____ DATA FOR PROCESSING

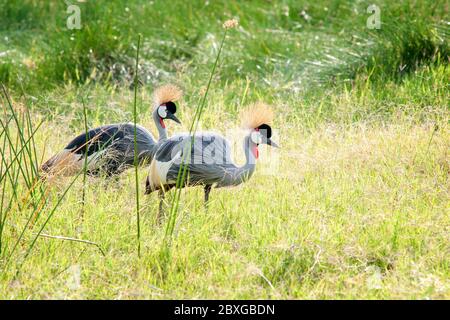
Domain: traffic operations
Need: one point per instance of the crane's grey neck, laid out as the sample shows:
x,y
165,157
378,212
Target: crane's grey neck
x,y
162,132
244,173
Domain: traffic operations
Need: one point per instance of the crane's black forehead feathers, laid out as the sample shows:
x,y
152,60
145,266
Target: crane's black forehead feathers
x,y
171,107
266,130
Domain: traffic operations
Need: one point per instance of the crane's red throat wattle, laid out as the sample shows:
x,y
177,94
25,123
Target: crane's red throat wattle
x,y
161,121
255,152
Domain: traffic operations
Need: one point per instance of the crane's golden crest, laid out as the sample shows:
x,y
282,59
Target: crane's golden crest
x,y
255,115
166,93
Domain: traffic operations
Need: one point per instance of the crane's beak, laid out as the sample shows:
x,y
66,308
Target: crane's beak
x,y
171,116
269,142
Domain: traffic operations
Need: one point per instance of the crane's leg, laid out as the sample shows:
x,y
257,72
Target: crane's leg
x,y
207,191
161,203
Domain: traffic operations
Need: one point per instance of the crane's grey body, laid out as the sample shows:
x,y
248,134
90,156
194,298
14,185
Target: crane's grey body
x,y
208,160
110,149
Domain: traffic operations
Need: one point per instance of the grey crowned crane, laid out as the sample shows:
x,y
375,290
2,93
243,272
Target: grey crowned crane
x,y
210,164
110,148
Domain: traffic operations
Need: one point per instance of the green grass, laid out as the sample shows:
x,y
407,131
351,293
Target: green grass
x,y
357,205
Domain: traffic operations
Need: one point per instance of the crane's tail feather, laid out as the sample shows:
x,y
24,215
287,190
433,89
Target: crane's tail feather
x,y
65,163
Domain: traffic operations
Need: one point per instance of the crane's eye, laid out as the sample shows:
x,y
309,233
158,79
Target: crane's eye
x,y
256,137
162,111
265,130
171,107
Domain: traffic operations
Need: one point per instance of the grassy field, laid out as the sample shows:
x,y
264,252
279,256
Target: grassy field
x,y
354,205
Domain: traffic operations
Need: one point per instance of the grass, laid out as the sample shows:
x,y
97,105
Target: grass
x,y
354,205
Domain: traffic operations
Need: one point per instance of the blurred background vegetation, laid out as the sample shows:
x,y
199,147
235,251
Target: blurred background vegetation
x,y
282,45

________

INSTRUCTIONS FOR THE TASK
Filter the rows down to every line containing the string "black". Case counts when matching.

COMPLETED TASK
Need: one point per instance of the crane's black forehead feathers, laid out as the sample shows:
Target: crane's black forehead feathers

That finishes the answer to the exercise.